§ **DOKUMENTAUSZUG**:
╔══
Inmitten der Corona-Pandemie spielt sich im winterlichen Rom eine Tragödie ab. Experten warnen bereits seit längerem, dass die Lockdown-Regeln vor allem für wohnungslose Menschen gefährlich seien. Tatsächlich sind die Übernachtungsmöglichkeiten in den einschlägigen Unterkünften deutlich reduziert. Abstandsvorschriften fordern ihren Tribut - die Folgen erweisen sich in etlichen Fällen als tödlich.

In diesem Winter sind in der italienischen Hauptstadt schon mindestens zehn Obdachlose erfroren.
╚══
§ **BEREITGESTELLTE EINTRÄGE**:
╔══
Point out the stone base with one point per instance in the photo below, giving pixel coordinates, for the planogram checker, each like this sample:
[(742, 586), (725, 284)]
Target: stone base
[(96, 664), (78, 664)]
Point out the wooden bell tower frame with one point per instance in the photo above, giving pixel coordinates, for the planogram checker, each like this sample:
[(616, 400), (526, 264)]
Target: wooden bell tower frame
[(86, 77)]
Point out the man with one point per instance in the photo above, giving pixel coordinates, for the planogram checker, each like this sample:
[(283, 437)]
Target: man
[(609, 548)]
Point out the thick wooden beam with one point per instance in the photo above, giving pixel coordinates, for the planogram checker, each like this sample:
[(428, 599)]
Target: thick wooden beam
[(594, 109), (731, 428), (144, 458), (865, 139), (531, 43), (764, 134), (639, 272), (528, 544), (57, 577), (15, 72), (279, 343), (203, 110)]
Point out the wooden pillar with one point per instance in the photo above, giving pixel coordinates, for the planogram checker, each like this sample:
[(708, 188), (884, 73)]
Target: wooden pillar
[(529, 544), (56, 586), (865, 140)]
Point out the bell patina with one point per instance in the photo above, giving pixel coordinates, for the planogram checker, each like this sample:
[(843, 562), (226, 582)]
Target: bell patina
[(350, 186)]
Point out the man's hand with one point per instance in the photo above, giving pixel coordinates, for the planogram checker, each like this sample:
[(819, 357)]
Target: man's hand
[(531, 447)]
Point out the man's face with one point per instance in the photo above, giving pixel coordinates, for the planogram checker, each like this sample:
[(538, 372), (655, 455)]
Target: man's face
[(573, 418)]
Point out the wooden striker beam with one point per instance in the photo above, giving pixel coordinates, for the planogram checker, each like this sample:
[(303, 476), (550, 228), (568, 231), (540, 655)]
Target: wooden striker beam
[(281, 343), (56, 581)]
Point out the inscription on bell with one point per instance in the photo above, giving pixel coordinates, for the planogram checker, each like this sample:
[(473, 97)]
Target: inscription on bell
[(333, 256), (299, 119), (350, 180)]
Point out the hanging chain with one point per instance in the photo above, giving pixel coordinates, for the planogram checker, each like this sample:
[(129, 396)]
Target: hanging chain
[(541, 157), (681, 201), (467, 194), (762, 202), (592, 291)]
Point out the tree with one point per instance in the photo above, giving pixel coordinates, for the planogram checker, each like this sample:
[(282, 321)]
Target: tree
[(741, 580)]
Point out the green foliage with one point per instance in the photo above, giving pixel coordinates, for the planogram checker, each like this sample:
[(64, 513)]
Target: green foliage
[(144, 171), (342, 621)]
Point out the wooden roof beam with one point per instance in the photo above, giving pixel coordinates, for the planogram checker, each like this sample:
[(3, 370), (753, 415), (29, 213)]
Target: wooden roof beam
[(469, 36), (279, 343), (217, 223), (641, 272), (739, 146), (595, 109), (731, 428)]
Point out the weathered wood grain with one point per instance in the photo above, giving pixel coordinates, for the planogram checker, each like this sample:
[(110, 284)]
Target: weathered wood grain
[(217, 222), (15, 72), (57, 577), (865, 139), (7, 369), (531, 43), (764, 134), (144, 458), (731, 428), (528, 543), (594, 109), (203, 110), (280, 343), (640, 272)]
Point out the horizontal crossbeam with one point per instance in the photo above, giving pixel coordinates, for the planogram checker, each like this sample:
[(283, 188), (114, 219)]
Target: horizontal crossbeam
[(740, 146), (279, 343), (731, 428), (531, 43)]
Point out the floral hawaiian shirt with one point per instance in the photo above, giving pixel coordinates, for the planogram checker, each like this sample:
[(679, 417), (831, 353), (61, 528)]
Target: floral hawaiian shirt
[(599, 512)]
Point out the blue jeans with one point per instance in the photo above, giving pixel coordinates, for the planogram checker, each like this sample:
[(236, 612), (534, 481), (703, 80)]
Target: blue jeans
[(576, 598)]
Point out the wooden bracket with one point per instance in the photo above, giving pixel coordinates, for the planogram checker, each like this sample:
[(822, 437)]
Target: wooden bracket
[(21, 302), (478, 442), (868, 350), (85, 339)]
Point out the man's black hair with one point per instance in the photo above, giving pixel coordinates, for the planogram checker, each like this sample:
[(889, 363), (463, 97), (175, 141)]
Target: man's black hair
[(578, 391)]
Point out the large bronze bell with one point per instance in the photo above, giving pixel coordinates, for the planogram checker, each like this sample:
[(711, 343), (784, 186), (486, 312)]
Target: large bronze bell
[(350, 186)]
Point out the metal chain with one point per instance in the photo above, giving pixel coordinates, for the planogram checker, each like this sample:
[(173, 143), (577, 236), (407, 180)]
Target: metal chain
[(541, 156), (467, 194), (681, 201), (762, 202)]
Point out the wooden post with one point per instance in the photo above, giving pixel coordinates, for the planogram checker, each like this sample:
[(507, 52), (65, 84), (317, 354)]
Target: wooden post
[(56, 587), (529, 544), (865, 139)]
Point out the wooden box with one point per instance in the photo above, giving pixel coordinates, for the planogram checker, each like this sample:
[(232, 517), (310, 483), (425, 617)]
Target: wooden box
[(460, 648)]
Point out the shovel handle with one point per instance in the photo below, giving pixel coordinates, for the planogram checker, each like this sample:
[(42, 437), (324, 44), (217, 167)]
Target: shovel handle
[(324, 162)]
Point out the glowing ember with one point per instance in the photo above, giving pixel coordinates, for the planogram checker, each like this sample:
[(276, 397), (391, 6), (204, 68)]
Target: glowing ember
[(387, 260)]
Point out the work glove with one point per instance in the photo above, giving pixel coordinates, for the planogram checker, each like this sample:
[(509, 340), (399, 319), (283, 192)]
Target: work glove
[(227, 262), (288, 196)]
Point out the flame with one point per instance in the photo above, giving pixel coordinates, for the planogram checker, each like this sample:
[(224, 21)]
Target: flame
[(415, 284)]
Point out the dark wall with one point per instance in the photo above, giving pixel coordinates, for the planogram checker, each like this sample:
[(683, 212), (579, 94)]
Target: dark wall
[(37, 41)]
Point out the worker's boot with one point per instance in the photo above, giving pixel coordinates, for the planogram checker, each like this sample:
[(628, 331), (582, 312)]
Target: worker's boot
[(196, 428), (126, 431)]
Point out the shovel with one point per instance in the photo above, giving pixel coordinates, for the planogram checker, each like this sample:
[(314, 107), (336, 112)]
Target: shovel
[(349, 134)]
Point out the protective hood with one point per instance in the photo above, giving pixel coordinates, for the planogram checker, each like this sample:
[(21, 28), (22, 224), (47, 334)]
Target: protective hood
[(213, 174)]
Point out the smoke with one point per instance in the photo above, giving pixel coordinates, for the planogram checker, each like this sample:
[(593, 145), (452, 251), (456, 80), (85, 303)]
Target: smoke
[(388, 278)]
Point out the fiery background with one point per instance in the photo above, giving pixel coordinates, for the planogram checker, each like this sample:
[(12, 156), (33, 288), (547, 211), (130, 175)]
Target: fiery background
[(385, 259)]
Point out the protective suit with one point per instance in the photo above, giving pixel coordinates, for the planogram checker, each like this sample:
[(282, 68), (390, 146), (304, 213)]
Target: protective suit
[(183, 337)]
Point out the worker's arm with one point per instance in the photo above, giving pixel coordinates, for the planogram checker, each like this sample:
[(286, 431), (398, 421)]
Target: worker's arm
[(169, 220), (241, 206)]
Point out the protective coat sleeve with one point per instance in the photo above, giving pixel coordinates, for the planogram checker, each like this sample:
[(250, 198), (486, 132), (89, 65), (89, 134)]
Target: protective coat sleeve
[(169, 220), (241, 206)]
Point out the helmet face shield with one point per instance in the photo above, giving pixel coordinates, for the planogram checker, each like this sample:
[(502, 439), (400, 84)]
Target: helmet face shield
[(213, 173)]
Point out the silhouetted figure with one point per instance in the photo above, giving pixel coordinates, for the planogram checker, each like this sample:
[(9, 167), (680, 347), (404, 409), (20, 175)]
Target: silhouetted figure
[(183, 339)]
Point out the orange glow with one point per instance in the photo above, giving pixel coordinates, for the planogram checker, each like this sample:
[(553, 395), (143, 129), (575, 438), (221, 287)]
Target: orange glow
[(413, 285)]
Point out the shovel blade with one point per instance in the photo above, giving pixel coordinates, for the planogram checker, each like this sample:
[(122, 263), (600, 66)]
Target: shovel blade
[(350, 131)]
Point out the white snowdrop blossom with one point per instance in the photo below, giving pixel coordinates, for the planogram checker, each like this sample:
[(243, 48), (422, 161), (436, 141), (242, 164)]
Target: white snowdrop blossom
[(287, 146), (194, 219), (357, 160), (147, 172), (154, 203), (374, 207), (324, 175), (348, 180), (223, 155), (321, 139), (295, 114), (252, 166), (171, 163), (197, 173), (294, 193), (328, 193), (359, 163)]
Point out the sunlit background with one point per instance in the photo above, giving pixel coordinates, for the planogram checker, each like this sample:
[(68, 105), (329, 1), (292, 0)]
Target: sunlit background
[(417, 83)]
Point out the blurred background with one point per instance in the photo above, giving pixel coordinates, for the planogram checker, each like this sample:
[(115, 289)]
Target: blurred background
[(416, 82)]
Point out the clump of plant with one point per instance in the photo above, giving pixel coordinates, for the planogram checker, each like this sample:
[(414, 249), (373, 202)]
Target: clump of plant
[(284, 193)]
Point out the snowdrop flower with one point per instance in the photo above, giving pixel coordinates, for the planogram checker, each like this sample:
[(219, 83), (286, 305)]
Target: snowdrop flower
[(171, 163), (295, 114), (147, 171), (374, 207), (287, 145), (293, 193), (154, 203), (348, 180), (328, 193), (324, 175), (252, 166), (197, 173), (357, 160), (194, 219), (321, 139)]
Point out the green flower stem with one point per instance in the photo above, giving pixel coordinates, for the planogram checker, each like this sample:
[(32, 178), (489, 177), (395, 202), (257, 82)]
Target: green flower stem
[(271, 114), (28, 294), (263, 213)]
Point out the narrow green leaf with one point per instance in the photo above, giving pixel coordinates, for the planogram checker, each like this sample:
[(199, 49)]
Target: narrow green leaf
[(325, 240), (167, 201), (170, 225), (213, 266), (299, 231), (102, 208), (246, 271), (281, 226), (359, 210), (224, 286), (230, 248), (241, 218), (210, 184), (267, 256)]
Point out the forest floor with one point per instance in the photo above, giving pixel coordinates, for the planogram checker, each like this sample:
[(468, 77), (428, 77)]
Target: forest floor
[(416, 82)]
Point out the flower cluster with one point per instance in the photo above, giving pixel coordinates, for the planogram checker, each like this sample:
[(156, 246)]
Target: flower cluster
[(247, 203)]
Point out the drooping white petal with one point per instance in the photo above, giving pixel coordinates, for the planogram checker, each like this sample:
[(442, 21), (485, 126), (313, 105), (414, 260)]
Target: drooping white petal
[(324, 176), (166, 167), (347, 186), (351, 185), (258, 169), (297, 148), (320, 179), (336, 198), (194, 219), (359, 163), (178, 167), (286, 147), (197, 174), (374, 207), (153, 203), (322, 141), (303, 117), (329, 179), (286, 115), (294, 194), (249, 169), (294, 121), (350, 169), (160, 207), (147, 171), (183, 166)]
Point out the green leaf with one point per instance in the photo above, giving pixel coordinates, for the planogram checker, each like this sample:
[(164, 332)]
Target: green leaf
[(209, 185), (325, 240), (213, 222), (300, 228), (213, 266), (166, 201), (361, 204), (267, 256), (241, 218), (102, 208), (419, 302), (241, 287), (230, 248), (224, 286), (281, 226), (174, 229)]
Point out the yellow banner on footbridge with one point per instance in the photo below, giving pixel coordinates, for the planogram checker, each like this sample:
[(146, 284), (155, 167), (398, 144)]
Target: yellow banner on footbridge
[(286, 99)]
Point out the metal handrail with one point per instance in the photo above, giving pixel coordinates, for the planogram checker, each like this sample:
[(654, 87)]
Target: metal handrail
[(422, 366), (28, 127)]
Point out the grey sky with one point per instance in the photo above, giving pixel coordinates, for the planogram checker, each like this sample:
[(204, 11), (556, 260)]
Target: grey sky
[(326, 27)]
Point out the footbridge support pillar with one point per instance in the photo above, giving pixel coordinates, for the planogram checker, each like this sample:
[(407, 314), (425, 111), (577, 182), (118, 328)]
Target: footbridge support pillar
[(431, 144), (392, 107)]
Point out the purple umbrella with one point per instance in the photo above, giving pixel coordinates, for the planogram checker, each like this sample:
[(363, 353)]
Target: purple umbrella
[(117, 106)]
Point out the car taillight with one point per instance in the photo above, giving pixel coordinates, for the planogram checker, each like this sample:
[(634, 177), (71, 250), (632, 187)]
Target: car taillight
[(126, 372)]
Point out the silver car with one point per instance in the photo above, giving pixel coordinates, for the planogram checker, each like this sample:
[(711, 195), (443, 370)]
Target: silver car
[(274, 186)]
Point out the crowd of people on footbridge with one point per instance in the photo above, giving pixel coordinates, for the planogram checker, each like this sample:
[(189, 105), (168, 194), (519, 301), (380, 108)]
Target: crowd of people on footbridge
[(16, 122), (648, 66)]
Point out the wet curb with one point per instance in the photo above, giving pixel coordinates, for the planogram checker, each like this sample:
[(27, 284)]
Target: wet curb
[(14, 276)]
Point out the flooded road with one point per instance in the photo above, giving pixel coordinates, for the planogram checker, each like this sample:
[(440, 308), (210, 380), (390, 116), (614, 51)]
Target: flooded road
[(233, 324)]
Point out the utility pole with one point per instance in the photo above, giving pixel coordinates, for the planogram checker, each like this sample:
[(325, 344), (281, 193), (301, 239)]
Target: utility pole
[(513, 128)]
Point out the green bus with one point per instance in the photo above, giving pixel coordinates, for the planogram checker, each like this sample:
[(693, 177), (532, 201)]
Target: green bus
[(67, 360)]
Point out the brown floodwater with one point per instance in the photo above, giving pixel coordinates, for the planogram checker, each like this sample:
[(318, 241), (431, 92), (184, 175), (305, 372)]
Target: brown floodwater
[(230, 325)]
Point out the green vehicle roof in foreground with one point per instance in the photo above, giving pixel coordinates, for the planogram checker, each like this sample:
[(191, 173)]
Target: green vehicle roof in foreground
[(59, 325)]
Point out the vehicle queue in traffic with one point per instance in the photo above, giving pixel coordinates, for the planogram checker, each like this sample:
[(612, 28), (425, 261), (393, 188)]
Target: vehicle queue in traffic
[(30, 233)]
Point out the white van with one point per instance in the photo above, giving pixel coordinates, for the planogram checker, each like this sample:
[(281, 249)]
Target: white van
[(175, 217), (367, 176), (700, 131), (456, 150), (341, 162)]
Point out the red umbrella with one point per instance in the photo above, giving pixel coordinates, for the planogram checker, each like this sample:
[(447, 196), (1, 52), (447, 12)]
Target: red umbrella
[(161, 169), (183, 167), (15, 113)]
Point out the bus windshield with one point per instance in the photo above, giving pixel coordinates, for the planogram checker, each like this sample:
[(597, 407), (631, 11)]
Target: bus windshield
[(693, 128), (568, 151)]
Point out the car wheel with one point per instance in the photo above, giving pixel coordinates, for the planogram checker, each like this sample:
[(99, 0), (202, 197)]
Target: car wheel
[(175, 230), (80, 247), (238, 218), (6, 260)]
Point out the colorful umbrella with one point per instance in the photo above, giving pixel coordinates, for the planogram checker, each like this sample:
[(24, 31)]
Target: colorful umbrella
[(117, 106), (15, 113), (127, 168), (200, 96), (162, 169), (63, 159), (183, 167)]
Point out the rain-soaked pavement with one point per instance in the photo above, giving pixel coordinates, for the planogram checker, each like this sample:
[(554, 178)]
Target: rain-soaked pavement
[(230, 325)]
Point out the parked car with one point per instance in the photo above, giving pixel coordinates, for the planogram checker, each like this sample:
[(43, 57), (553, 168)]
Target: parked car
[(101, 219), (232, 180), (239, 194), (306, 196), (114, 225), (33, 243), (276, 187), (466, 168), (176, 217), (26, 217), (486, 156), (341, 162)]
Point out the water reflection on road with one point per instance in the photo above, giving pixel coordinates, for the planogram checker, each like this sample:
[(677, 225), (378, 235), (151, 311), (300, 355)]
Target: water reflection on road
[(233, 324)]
╚══
§ **ARBEITSAUFTRAG A**:
Schreiben Sie aus dem Text über Obdachlose in Rom den Abschnitt von "Inmitten der Corona-Pandemie" bis einschließlich "zehn Obdachlose erfroren." wortgetreu ab.
§ **ARBEITSAUFTRAG B**:
Wie viele Obdachlose sind laut dem Text über Obdachlose in Rom in diesem Winter in der italienischen Hauptstadt bereits erfroren?
§ **ARBEITSAUFTRAG C**:
Setzen Sie den Text über Obdachlose in Rom im Anschluss an seinen letzten Satz fort.

§ **AUSGABE A**:
Inmitten der Corona-Pandemie spielt sich im winterlichen Rom eine Tragödie ab. Experten warnen bereits seit längerem, dass die Lockdown-Regeln vor allem für wohnungslose Menschen gefährlich seien. Tatsächlich sind die Übernachtungsmöglichkeiten in den einschlägigen Unterkünften deutlich reduziert. Abstandsvorschriften fordern ihren Tribut - die Folgen erweisen sich in etlichen Fällen als tödlich.

In diesem Winter sind in der italienischen Hauptstadt schon mindestens zehn Obdachlose erfroren.

§ **AUSGABE B**:
Mindestens zehn.

§ **AUSGABE C**:
Papst will sich kümmern

Einer, dem das Schicksal der "Senzatetto" besonders am Herzen liegt, ist der Papst. Unter den Kolonnaden des Petersplatzes ließ Franziskus bereits vor Jahren Duschen, Toiletten und einen regelmäßigen Friseurservice für sie einrichten. Viele nehmen das Angebot in Anspruch. Das päpstliche Almosenamt kümmert sich in der Corona-Krise verstärkt um die Betroffenen rund um den Vatikan. Dort nächtigen sie, zumeist dicht an dicht, in kleinen Zelten oder auf bloßen Pappkartons.

Obwohl das vatikanische Gesundheitsamt sogar Corona-Impfungen für die Bedürftigen organisiert, gelingt es nicht, allen zu helfen. Ende Januar wurde ein 46-Jähriger Opfer der Kälte - in unmittelbarer Nähe von Sankt Peter. Der aus Nigeria stammende Mann mit österreichischem Pass war in der Szene als "Edwin" bekannt. Man fand ihn leblos auf einem Karton liegend, eingewickelt in eine alte Decke.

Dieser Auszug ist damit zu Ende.